• **YOUR INSTRUCTIONS**
Copy exactly the line that contains "leaf in the photo above." plus all remaining lines of the data, and leave out every line before it.

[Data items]
- - -

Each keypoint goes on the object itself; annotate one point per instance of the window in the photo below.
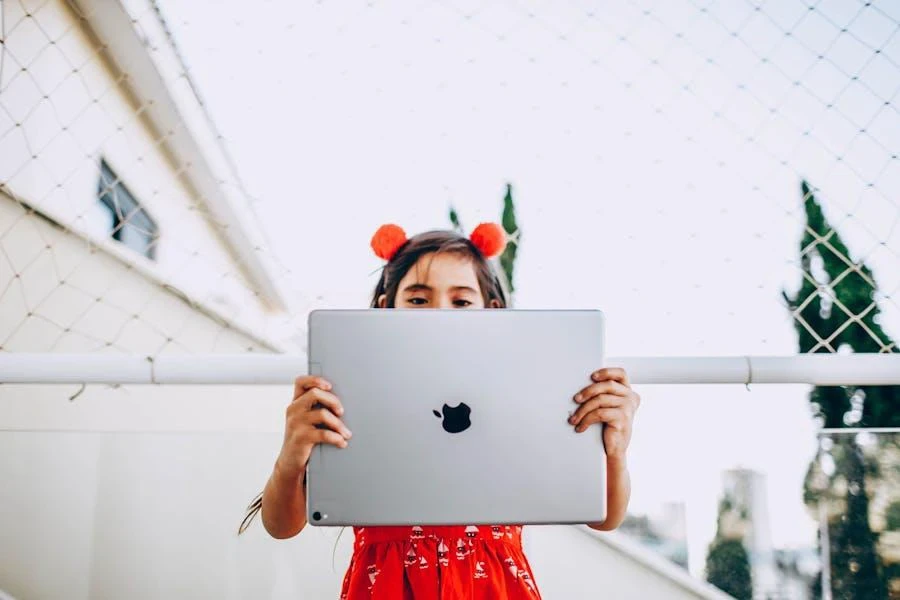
(129, 223)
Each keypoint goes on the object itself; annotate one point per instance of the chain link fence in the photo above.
(756, 142)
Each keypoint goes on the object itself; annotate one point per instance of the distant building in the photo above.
(665, 532)
(745, 516)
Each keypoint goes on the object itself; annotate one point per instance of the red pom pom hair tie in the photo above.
(490, 239)
(387, 240)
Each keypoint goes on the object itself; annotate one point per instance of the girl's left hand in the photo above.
(611, 401)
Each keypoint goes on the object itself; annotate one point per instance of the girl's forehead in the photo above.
(443, 269)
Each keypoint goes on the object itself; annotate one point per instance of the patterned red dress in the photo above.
(458, 563)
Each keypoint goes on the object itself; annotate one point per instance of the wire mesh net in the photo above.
(695, 168)
(729, 106)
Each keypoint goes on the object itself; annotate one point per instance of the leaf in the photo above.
(454, 220)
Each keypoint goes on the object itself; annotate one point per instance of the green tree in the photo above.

- - -

• **ANSWER TO THE EXERCISE**
Each keypoint goes on the object itself; annotate one point per instance of the leaf in the photo above.
(454, 220)
Each keypoint goes on the object itself; annotate one point per instance of the green tree in the photo above.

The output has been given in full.